>> BEGIN Task material

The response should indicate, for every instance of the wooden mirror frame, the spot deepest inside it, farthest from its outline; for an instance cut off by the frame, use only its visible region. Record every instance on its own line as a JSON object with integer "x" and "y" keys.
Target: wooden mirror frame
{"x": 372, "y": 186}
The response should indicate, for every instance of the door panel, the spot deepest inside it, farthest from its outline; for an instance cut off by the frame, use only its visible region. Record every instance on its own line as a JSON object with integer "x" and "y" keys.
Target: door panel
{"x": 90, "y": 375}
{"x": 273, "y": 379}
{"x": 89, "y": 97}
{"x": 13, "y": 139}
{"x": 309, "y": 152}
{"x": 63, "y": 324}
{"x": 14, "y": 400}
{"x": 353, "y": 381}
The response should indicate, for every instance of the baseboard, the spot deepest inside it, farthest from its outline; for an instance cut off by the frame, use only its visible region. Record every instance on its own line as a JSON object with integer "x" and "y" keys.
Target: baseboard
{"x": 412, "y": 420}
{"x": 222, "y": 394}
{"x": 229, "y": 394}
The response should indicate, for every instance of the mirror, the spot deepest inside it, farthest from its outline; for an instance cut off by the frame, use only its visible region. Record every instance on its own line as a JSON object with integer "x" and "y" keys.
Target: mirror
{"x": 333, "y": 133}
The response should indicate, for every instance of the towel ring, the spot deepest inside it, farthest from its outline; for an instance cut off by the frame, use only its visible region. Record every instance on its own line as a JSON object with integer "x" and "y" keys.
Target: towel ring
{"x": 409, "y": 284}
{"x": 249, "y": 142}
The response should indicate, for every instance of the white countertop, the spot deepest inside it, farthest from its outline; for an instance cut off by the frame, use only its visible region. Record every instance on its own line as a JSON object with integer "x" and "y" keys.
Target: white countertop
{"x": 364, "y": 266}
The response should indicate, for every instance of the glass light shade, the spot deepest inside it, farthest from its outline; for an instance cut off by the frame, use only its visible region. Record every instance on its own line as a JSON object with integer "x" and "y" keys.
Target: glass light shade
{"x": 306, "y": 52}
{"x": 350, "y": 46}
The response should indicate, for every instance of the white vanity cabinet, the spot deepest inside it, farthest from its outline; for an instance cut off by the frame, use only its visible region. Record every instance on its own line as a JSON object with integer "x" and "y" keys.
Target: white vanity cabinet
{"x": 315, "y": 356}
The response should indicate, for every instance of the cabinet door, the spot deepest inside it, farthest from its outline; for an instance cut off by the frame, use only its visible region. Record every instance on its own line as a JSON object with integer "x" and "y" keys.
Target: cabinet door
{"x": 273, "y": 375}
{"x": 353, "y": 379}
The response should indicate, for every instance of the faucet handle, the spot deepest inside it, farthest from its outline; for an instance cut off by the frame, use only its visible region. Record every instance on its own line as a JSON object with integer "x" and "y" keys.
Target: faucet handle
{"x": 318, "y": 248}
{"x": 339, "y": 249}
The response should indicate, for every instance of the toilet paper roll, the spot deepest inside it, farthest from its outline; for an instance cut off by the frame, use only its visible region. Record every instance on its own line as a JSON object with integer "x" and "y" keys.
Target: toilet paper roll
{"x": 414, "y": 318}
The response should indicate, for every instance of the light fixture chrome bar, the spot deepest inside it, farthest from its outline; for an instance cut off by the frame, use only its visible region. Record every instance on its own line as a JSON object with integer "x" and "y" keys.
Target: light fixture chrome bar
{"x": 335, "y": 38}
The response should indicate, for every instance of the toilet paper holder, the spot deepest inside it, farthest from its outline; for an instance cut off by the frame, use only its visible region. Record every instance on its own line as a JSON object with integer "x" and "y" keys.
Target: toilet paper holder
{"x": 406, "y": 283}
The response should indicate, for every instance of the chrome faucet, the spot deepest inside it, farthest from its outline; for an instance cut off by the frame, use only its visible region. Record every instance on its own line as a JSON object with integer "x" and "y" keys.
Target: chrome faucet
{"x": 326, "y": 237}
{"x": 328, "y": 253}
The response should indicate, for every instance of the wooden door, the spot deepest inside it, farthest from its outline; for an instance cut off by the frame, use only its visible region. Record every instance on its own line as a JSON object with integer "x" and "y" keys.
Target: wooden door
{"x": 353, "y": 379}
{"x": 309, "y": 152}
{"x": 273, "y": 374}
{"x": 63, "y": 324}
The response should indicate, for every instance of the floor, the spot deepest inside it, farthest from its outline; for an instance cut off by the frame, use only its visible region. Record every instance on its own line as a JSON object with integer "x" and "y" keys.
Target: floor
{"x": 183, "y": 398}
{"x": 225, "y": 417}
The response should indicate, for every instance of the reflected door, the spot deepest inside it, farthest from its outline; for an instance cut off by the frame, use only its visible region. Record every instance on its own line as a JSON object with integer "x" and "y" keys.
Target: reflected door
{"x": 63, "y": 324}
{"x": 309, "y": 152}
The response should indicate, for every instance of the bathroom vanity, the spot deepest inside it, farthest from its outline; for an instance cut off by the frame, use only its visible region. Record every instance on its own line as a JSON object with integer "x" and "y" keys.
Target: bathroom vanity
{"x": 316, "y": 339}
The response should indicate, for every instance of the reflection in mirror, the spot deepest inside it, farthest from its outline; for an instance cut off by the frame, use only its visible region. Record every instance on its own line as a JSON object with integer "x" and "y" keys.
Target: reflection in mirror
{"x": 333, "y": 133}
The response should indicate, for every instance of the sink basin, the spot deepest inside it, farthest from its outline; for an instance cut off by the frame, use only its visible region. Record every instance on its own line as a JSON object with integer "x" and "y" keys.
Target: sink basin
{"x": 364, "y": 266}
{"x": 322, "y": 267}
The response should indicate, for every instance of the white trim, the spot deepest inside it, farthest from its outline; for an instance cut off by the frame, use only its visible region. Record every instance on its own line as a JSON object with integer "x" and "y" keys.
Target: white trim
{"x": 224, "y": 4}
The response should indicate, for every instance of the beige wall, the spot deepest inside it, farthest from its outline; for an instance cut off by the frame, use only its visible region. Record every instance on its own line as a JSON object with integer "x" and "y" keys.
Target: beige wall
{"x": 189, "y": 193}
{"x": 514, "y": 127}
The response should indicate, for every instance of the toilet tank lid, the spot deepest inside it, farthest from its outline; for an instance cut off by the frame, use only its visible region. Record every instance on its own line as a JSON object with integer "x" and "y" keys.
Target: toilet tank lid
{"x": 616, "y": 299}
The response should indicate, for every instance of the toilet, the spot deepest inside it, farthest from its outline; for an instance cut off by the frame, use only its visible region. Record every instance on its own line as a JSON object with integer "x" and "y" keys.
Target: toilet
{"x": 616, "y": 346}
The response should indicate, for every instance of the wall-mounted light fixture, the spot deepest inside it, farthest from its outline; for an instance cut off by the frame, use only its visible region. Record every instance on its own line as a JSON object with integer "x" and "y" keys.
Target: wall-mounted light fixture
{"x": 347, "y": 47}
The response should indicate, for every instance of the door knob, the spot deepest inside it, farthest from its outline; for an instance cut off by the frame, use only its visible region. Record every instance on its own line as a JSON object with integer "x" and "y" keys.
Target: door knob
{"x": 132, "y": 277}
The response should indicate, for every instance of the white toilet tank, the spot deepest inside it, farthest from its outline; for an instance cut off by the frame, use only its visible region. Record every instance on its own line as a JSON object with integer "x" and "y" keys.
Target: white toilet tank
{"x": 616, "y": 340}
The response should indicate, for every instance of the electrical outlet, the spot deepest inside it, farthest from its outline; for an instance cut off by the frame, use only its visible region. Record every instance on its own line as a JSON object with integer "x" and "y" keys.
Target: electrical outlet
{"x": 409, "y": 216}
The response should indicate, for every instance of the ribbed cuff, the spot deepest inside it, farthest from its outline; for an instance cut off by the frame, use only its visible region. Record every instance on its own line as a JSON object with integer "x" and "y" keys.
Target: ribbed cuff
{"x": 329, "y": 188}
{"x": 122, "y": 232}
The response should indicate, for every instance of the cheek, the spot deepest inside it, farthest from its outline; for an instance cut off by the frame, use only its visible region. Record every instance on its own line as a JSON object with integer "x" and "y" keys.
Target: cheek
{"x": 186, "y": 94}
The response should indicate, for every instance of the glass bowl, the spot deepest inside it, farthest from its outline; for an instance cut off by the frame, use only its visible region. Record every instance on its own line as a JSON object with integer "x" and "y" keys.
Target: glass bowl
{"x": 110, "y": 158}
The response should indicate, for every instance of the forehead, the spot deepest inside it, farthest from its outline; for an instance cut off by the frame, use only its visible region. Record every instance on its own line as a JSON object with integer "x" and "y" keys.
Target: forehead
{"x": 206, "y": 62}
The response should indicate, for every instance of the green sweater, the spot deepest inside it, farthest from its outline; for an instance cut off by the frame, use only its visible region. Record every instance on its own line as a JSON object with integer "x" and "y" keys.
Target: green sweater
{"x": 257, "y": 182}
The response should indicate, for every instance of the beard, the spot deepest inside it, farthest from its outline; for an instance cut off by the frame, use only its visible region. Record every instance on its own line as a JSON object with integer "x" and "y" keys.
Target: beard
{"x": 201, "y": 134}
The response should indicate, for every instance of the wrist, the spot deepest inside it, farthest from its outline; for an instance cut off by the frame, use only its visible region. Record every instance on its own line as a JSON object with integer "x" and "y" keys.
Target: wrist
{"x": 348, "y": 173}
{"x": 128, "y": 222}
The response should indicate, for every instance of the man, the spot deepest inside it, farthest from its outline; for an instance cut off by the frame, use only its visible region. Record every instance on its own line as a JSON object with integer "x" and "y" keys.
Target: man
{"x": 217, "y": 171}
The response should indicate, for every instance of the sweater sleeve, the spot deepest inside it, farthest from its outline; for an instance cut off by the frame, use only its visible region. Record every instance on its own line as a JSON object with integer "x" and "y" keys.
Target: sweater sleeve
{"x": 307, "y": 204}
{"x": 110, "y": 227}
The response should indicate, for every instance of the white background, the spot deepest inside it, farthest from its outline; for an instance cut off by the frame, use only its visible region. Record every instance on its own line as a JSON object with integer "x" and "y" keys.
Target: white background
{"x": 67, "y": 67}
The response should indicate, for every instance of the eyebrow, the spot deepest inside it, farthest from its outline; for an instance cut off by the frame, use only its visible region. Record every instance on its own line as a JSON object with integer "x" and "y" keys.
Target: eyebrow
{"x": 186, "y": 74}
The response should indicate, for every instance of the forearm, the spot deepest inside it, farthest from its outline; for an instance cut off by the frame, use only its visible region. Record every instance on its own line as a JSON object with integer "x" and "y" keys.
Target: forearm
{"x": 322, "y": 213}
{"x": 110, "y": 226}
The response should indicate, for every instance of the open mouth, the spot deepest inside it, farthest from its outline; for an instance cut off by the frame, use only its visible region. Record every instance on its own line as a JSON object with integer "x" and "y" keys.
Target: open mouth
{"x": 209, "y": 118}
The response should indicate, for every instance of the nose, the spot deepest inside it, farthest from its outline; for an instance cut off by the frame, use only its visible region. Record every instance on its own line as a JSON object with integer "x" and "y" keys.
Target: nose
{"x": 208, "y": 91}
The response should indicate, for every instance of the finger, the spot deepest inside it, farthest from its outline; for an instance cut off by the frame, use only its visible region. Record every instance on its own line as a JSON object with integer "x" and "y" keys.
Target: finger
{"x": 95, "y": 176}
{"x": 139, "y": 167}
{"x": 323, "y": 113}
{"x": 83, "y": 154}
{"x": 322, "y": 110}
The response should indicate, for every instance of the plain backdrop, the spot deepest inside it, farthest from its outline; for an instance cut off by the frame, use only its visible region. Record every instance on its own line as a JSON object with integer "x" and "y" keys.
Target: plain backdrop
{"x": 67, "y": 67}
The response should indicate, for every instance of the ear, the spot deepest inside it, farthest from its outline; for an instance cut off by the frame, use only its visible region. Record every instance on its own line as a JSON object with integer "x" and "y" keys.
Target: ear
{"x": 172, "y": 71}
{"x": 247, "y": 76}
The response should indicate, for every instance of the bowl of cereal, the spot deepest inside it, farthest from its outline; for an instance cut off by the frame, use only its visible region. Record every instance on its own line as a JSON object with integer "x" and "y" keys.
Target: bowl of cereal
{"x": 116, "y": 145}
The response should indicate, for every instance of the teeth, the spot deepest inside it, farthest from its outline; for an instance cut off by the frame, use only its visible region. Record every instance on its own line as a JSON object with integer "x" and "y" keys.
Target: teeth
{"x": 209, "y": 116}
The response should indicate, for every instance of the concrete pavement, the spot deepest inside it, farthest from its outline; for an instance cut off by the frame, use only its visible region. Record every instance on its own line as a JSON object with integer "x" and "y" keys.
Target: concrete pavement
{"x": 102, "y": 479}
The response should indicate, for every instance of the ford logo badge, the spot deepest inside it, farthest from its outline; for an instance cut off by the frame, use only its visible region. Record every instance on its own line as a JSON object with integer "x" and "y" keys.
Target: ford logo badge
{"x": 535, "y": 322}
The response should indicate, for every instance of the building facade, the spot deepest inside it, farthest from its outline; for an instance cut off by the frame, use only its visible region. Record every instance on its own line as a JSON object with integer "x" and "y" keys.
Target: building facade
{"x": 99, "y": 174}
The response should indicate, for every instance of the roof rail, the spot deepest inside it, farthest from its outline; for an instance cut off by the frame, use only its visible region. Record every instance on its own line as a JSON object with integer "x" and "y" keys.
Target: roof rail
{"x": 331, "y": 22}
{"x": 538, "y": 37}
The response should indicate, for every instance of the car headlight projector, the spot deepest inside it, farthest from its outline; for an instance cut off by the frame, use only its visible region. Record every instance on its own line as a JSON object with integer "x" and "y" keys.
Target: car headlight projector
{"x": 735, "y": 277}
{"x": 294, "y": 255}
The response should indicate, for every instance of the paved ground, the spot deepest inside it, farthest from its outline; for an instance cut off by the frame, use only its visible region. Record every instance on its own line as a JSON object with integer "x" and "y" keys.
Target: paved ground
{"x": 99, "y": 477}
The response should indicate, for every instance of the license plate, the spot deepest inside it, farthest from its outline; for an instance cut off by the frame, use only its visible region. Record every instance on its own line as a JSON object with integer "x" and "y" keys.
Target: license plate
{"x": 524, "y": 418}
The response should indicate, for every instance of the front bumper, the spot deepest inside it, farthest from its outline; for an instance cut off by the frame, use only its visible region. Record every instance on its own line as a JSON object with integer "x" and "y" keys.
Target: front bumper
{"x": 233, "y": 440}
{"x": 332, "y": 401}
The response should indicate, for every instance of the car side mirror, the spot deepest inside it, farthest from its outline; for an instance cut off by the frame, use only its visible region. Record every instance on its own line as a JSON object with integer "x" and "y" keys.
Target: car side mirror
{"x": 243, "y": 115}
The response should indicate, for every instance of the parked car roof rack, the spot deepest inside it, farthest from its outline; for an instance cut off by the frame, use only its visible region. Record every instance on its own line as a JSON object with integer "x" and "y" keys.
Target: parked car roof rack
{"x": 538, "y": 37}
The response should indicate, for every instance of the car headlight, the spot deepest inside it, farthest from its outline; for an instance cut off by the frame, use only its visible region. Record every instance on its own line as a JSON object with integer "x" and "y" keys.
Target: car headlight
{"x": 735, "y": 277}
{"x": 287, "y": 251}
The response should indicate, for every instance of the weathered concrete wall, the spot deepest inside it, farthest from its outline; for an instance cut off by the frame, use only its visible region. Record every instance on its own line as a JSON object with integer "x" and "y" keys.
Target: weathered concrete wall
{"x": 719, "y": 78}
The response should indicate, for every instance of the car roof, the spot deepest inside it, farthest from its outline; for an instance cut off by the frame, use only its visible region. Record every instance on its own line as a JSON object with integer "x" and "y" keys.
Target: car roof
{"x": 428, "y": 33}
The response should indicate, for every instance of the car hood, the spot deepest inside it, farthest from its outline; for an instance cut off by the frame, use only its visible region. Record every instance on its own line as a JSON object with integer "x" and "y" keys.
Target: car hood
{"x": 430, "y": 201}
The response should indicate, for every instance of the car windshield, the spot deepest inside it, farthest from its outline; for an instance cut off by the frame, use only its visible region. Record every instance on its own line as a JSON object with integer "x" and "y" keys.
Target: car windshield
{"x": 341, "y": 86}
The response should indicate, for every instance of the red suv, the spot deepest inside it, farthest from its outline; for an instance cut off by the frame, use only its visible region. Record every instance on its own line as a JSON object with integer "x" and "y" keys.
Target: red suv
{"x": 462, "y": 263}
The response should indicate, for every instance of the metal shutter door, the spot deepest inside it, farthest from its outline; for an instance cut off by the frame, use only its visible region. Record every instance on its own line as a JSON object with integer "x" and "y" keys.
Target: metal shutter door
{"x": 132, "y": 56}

>> END Task material

→ Your objective:
Starting from the line containing "car windshield, the", repeat each line through the end of the entries, exactly.

→ Result:
The response should indicate, for every instance of the car windshield, the spot deepest inside it, farthest from its outline; for an instance cut off by the frame, use only its visible region. Record every instance on its own line as a JSON object with integer "x" and "y" keys.
Target: car windshield
{"x": 341, "y": 86}
The response should indicate, for every instance of the red suv, the spot deepest inside it, farthest from its outline; for an instance cut off by the frame, use only its visible region. Record every instance on its own line as a JSON object with integer "x" and "y" keys.
Target: red suv
{"x": 462, "y": 263}
The response should indicate, for every instance of the metal shutter door, the spot deepest inside it, farthest from its outline; for an instance cut off by the frame, use only its visible region. Record every instance on its own line as a JSON object with integer "x" and "y" keys.
Target: metal shutter door
{"x": 132, "y": 56}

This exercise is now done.